Clarke tries to explain what it is that he loved so much about motorcycling. “You have open air, you can smell and see more, there’s the sound of the engine,” he says. “When you’re driving along, you’re in your own head. There’s a peacefulness. The pipes are going off but it is peaceful, not in a lonely way, it’s just lovely.”
For him, there is a complicated “loneliness in not being able to ride a bike” now. “Your world is taken away, there’s an emptiness,” he says. Part of his rehabilitation has been trying to figure out “how to replace that emptiness with something”.
He recently bought a Mercedes SLK convertible and plans to take it to Spain next year. “Just to dip the toe back in,” he says. He pauses before adding: “And sure, doesn’t everybody like having something to look forward to?”
There seems to be a delicate balance to strike in both grieving lost futures and reimagining new ones in the aftermath of a serious road crash. Patients may be constantly haunted by what could have been while having to work out what can and will be, all the while constantly encountering new and unexpected ways in which every aspect of their lives has become unfamiliar.

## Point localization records

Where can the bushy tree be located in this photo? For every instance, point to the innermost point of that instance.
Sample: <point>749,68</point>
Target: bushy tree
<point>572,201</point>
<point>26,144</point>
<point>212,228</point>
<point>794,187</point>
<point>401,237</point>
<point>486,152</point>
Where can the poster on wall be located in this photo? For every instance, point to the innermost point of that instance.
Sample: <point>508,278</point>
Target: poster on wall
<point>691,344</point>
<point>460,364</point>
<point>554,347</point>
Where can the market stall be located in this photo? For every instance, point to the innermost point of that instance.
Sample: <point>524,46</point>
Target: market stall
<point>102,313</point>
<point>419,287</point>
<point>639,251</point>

## Problem description
Answer these questions from the motorcycling excerpt, numbering each answer to match.
1. What car did Clarke recently buy?
2. Where does he plan to take it, and when?
3. According to the excerpt, what has part of his rehabilitation involved?
The records play no part here.

## Problem solution
1. A Mercedes SLK convertible.
2. To Spain, next year.
3. Trying to figure out how to replace the emptiness left by not being able to ride a bike with something.